*** GIVEN INFORMATION ***

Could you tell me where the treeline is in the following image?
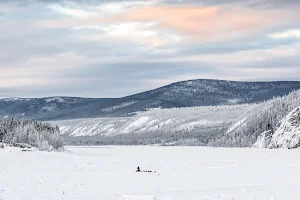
[0,117,63,151]
[64,126,226,146]
[208,90,300,147]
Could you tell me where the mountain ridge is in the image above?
[0,79,300,120]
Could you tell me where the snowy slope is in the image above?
[254,107,300,148]
[0,79,300,120]
[0,146,300,200]
[50,104,252,136]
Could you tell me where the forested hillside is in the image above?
[0,79,300,120]
[59,91,300,147]
[209,90,300,147]
[0,117,63,151]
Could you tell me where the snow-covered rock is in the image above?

***

TASK TO CARRY OUT:
Pull out each line that contains the word "above". Case counts.

TASK RESPONSE:
Could you tell me where the mountain ridge is in the image above?
Could you tell me where the snowy slope is in the image above?
Could you tell me where the forested hillside is in the image above?
Could you tell me where the snow-covered rock is in the image above?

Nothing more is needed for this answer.